What is being asked: Please format the lines in the data as a numbered list, leaving out any blank lines.

>> start Dataset entries

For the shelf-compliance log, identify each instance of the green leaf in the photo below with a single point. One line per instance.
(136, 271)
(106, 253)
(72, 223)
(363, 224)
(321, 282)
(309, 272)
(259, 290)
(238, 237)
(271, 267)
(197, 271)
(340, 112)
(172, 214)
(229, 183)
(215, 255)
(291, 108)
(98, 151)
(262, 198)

>> end Dataset entries

Completed exercise:
1. For the shelf-compliance log, identify each instance of the green leaf in the photo below with a single point. One line per instance.
2. (136, 271)
3. (106, 253)
4. (72, 223)
5. (363, 224)
6. (321, 282)
7. (309, 272)
8. (259, 290)
9. (238, 237)
10. (271, 267)
11. (197, 271)
12. (340, 112)
13. (172, 214)
14. (229, 183)
15. (215, 255)
16. (291, 108)
17. (98, 151)
18. (262, 198)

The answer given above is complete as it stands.